* To do *
Please print the material below line for line, changing nothing.

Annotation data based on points
——

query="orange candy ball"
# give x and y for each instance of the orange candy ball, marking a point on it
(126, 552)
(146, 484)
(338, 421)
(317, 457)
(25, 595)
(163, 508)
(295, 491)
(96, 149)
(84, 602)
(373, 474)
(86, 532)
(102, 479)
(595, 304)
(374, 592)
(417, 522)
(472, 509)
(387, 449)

——

* Output for this task *
query="orange candy ball"
# give x and y for each instance of the orange candy ball, marking a point on it
(126, 552)
(146, 484)
(338, 421)
(317, 457)
(25, 595)
(163, 508)
(295, 491)
(96, 149)
(84, 602)
(373, 474)
(86, 532)
(102, 479)
(595, 304)
(374, 592)
(417, 522)
(472, 509)
(387, 449)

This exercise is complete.